Exercise brief | Wherever the word "every" occurs in the listing, copy the whole line.

Supplied material |
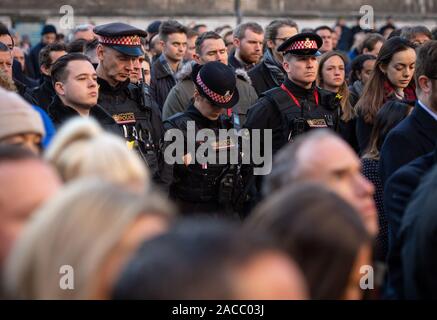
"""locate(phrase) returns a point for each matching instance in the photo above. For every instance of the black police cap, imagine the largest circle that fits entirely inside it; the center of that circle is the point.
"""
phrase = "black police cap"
(121, 37)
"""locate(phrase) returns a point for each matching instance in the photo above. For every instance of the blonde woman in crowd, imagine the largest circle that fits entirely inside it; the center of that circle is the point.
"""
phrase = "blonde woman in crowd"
(76, 245)
(82, 148)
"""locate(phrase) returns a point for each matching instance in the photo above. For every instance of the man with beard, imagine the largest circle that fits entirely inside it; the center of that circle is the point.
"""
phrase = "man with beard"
(173, 37)
(209, 47)
(134, 110)
(248, 41)
(75, 83)
(43, 95)
(270, 73)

Result for this exercise |
"""locate(phrase) returns a point for each matching instance in the photo above. For every instance of the black police cap, imagine the largest circle that fits entirely inside it; the center of that circle is the point.
"""locate(phrase) returns a point for each matching instance in the photo above. For every instance of the blonde woman in crowd, imagine the largest circle that fits entirely inside it; the center of that circle is the point.
"""locate(phrase) returns a point for each matching instance in the photo above. For every instance of the man with beard, imagine the largest circle that fits entirely inside it; the center of that circle is the point.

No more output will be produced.